* _The problem_:
Retype all of the data exactly as given.

* _Listed records_:
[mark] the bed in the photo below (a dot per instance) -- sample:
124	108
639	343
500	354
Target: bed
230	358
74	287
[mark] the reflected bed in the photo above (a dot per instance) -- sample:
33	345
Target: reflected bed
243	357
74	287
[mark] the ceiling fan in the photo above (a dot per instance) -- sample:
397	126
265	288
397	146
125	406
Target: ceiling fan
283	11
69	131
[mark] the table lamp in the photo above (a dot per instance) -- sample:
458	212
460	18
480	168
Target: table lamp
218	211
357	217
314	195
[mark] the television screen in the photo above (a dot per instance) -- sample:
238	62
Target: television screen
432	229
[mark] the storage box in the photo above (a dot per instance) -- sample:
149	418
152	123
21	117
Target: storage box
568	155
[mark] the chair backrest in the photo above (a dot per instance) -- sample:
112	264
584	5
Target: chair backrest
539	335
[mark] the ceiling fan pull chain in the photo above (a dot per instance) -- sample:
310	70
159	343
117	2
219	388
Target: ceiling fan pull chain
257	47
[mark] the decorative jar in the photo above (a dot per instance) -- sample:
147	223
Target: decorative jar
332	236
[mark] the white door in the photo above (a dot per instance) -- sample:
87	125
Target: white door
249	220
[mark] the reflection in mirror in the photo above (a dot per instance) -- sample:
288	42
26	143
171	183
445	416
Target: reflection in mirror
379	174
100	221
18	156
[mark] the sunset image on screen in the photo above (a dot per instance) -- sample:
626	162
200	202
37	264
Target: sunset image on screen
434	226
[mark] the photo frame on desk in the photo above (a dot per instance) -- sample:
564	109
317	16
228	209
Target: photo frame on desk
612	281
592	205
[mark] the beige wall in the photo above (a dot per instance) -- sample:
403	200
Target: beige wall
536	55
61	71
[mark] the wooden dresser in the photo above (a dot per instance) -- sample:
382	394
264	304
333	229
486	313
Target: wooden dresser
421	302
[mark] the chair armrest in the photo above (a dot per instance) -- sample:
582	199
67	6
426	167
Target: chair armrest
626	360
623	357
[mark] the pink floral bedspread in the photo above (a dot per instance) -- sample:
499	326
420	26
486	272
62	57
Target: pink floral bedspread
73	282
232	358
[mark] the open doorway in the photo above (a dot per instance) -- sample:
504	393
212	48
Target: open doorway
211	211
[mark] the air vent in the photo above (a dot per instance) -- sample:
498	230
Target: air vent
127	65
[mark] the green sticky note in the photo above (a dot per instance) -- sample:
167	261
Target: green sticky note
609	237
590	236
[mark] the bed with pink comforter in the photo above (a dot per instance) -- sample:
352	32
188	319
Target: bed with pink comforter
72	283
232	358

* _Task response_:
[mark] the bed in the photo below (a dot per instance) -- sample:
124	108
639	343
500	354
Target: bed
230	358
74	287
[mark] the reflected bed in the photo above (a dot per instance) -- sample:
33	345
Target: reflected bed
243	357
74	287
[mark] the ceiling fan in the photo above (a dot per instance) -- sample:
397	126
265	288
397	146
125	406
Target: ceiling fan
283	11
69	131
[mark] the table lamp in the photo above (a dot per instance) -- sample:
458	212
460	18
480	168
Target: table lamp
218	211
357	217
314	195
[mark] the television screen in the photo above (a dot per instance) -- sample:
238	62
Target: television screen
432	229
[mark] the storage box in the photo above (a dot per instance) -- sample:
149	418
152	123
21	117
Target: storage box
568	155
[mark] the chair backrest in the photo above (a dot per instance) -- sample:
112	264
584	5
Target: chair backrest
539	335
[mark] the ceiling fan pull chain in the photo above (a dot per instance) -- sample:
310	70
159	343
117	2
219	388
Target: ceiling fan pull chain
257	47
[mark] the decorative jar in the photo above (a dot per instance) -- sample:
147	223
Target: decorative jar
332	236
[mark] the white door in the photo above (a dot per instance) -- sample:
87	125
Target: white door
249	220
[mark] the reflection in mirror in the photo above (a dot per instance) -- sample:
288	42
26	143
171	183
445	416
Target: reflection in mirror
379	174
100	221
18	156
[mark] the sunset image on screen in the photo above (a dot per instance) -- sample:
626	162
200	202
37	264
Target: sunset image on screen
434	226
[mark] the photo frame on desk in the photo above (a dot per instance) -- sample:
564	109
317	16
228	209
Target: photo frame on desk
612	281
592	205
[mark] the beige wall in the photo above (a dot per instance) -- sample:
403	200
Target: beige wall
536	55
61	71
[mark] the wooden dresser in the photo above (a dot per instance) -- sample:
382	394
264	304
333	229
486	313
Target: wooden dresser
421	302
[mark] the chair armrest in the photo above (a dot per instance) -- sample:
582	199
67	6
426	167
Target: chair armrest
626	360
623	357
[mark] the pink floral bedspread in the photo above (a dot per instance) -- sample:
499	326
420	26
486	272
62	57
Target: pink floral bedspread
73	282
232	358
[mark] the open doorway in the photo above (a dot per instance) -- sample:
504	393
212	48
Target: open doorway
211	211
[mark] the air vent in the photo above (a dot per instance) -- sample:
498	230
Target: air vent
127	65
[mark] the green sticky note in the photo above (a dot per instance) -- sample:
167	261
Target: green sticky note
609	237
590	236
[mark] the bed with pink comforter in the photo above (a dot per instance) -- sample:
352	32
188	319
Target: bed with pink comforter
72	283
232	358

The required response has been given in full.